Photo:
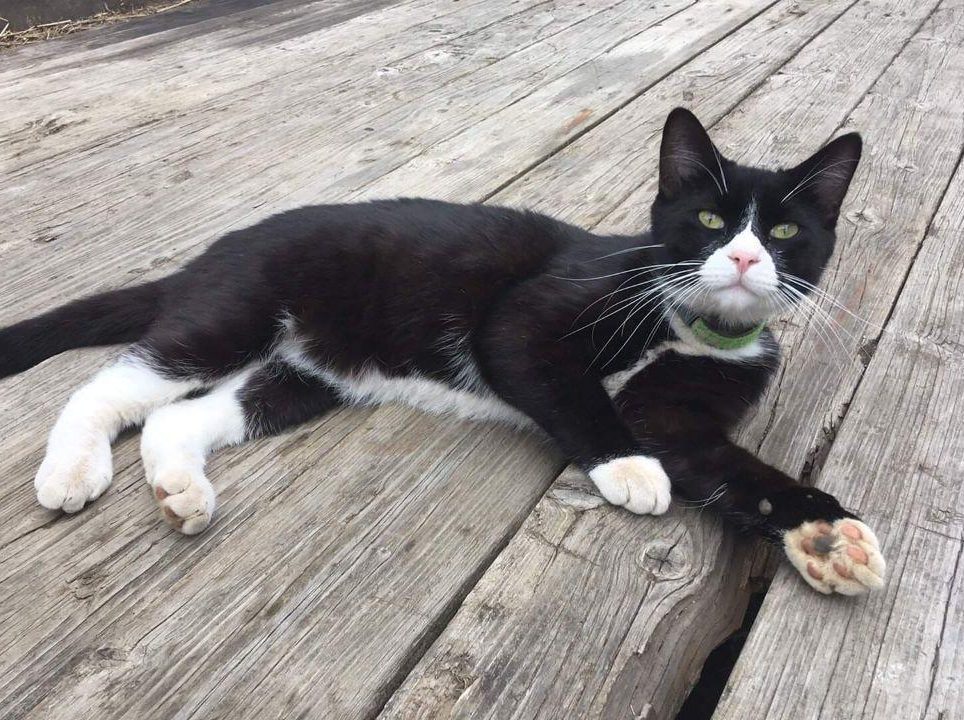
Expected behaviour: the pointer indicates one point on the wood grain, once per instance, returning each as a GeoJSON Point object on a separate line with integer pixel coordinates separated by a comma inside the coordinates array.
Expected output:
{"type": "Point", "coordinates": [900, 455]}
{"type": "Point", "coordinates": [637, 660]}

**YOUR TASK:** Arrange the material above as a two-column CSV with the headers instruction and output, one row per record. Put each text and its answer in a single quoted field with line breaks replaced by spaces, and leave out the pictures.

**EXPECTED OUTPUT:**
instruction,output
"Photo: Expected behaviour: the pointer indicates one point on the wood grain, once per instance, returning each as a GeoJSON Point object on a separate line with integer pixel coordinates separated by a comma inside the coordinates array. Expected output:","{""type"": ""Point"", ""coordinates"": [900, 455]} {""type"": ""Point"", ""coordinates"": [637, 660]}"